- Short task 1
Filter the listing below, keeping only the lines that contain the word "hair".

- Reading passage
Of course, b/c that's just hindsight.

He's already in deep poop, so that was smart to claim that he was fearing for his life and go from there.


----------



## jayoliver00 (Aug 6, 2021)

Steve said:


>




Doh, he admitted to......"I boxed for...13 years, man".... case dismissed.


----------



## drop bear (Aug 6, 2021)

jayoliver00 said:


> Of course, b/c that's just hindsight.
> 
> He's already in deep poop, so that was smart to claim that he was fearing for his life and go from there.



Yeah. That is standard practice. I have a police statement coming up and I will be fearing for my life. 

Because that is basically one of two reasons you can act.


----------



## jayoliver00 (Aug 6, 2021)

punisher73 said:


> And the other guy can claim that he was scared because this big guy was coming at him as well.

- Short task 2
Please name every forum user who is mentioned by username in the forum thread above.

- Photo-based point labeling data
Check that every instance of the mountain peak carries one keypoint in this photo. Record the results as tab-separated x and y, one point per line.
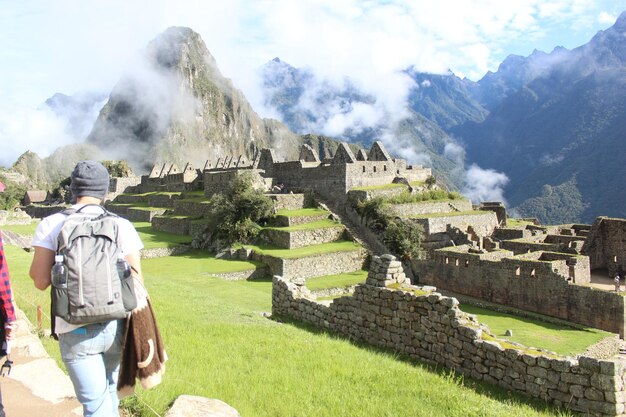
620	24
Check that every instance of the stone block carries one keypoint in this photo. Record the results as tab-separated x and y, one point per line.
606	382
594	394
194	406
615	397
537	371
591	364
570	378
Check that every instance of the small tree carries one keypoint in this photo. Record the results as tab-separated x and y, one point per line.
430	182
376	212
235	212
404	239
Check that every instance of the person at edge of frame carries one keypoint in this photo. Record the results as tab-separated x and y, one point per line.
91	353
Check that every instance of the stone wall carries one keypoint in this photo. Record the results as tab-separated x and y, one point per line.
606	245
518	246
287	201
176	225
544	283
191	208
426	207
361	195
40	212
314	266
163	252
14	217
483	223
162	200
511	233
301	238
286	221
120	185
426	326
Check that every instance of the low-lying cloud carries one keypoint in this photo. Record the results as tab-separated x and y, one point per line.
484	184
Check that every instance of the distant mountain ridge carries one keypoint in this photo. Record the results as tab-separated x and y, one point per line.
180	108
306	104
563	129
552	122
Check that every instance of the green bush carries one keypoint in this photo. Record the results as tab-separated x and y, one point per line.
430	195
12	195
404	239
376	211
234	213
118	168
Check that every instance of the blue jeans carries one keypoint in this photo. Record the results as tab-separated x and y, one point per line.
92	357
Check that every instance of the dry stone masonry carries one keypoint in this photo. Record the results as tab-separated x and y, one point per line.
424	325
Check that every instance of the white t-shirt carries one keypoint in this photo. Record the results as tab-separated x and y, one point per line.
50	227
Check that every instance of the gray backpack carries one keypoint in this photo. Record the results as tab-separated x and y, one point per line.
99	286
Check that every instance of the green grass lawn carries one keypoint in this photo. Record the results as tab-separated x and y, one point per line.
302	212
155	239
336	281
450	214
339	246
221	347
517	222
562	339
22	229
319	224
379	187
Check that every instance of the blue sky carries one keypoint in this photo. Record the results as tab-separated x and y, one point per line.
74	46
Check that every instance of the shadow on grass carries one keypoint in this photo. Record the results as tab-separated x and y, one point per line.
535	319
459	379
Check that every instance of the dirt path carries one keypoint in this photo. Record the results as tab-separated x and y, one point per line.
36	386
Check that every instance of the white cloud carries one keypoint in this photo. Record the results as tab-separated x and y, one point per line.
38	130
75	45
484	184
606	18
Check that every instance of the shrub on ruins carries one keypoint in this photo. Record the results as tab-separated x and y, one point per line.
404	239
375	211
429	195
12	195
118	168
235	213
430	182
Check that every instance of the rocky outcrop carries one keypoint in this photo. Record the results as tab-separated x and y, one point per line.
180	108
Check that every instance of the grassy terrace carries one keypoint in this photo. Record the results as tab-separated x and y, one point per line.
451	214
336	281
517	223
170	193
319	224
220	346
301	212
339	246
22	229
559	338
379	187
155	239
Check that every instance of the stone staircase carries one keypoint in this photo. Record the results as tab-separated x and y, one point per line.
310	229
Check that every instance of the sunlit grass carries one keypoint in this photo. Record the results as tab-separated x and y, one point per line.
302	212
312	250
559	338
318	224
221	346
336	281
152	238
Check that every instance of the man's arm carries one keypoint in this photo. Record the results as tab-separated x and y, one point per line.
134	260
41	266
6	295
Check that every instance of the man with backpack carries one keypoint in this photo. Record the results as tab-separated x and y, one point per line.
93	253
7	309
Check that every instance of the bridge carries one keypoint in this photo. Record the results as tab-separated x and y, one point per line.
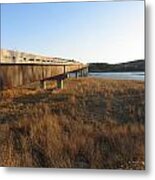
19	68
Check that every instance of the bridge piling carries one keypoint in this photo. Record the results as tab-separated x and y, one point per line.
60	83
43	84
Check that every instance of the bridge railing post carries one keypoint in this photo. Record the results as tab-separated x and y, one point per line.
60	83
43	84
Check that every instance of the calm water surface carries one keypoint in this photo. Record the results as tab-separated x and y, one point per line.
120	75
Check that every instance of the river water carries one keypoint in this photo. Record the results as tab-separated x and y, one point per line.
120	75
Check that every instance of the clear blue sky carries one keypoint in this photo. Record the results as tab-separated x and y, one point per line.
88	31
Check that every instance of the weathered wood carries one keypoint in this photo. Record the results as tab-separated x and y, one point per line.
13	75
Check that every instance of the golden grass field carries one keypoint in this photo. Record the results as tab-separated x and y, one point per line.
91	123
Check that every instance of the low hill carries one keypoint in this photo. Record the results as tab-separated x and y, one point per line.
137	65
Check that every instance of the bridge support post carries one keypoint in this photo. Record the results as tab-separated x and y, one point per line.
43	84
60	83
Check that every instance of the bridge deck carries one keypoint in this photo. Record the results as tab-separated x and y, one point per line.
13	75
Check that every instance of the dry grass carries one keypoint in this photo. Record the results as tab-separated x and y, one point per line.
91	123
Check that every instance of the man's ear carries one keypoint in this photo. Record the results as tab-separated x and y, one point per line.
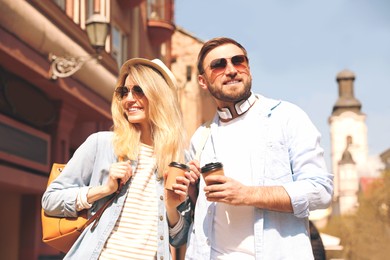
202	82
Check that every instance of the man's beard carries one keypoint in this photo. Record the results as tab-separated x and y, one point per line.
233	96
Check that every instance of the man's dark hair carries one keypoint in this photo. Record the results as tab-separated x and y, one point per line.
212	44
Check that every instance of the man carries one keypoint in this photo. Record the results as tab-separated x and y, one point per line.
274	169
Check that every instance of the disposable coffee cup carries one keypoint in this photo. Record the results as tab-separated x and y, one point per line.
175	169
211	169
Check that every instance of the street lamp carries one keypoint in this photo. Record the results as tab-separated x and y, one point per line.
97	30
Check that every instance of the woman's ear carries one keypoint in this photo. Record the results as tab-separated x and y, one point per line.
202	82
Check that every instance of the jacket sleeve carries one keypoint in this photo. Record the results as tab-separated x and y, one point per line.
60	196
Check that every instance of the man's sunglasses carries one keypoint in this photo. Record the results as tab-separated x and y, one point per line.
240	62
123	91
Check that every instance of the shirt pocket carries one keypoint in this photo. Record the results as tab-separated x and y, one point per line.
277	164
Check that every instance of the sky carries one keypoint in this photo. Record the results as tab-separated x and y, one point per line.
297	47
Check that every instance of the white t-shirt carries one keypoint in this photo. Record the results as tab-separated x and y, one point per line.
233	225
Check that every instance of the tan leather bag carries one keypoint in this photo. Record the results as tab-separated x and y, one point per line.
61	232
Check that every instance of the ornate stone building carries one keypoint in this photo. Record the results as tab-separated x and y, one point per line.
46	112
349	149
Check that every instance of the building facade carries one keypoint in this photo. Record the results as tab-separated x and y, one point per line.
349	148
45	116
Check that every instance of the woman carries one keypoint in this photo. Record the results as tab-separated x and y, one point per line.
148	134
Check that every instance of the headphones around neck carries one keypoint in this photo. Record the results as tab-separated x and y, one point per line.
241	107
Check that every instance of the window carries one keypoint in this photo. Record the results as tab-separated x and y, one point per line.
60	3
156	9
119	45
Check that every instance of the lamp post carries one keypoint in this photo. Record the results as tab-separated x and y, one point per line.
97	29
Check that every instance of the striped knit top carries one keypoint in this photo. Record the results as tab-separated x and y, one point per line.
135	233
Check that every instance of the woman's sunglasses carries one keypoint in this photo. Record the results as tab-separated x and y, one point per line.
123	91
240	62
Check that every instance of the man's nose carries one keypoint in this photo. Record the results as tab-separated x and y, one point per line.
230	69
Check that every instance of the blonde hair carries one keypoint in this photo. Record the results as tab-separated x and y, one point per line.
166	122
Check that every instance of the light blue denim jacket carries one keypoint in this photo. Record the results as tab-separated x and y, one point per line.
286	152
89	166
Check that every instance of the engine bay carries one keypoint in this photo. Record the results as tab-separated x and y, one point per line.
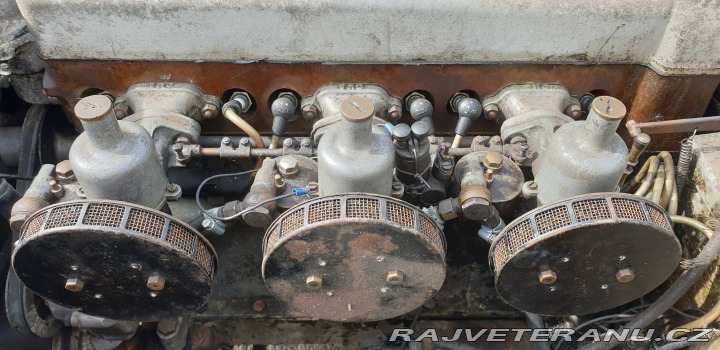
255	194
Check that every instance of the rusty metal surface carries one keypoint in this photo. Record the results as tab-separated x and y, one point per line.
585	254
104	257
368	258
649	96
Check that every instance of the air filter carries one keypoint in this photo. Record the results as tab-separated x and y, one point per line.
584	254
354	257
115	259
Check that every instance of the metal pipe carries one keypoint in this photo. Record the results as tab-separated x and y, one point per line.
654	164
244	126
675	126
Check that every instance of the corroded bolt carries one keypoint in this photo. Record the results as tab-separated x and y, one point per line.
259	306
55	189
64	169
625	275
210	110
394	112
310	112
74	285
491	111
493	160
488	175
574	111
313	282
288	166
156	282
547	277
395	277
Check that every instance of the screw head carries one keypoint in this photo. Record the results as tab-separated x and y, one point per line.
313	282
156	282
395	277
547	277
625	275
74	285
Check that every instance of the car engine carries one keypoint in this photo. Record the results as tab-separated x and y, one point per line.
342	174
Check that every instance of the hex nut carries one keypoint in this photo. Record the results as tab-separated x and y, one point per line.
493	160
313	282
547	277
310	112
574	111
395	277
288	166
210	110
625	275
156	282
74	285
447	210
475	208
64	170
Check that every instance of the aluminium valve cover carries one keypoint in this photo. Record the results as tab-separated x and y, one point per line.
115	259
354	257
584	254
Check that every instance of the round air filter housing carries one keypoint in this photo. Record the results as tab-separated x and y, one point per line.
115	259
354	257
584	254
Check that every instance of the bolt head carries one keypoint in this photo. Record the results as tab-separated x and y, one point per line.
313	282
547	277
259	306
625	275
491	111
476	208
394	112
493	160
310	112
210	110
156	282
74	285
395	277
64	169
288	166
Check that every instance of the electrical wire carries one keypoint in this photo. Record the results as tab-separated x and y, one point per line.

- Result 1
Check that every instance of the man's dark hair carries one keypoint in this photo. Record the results as tab-separated x and y, one point per line.
Check that every instance of the blonde hair carries one keypoint in this photo. Record the results as tab-separated x and y, one point per line.

- Result 2
jayoliver00, Steve, drop bear, punisher73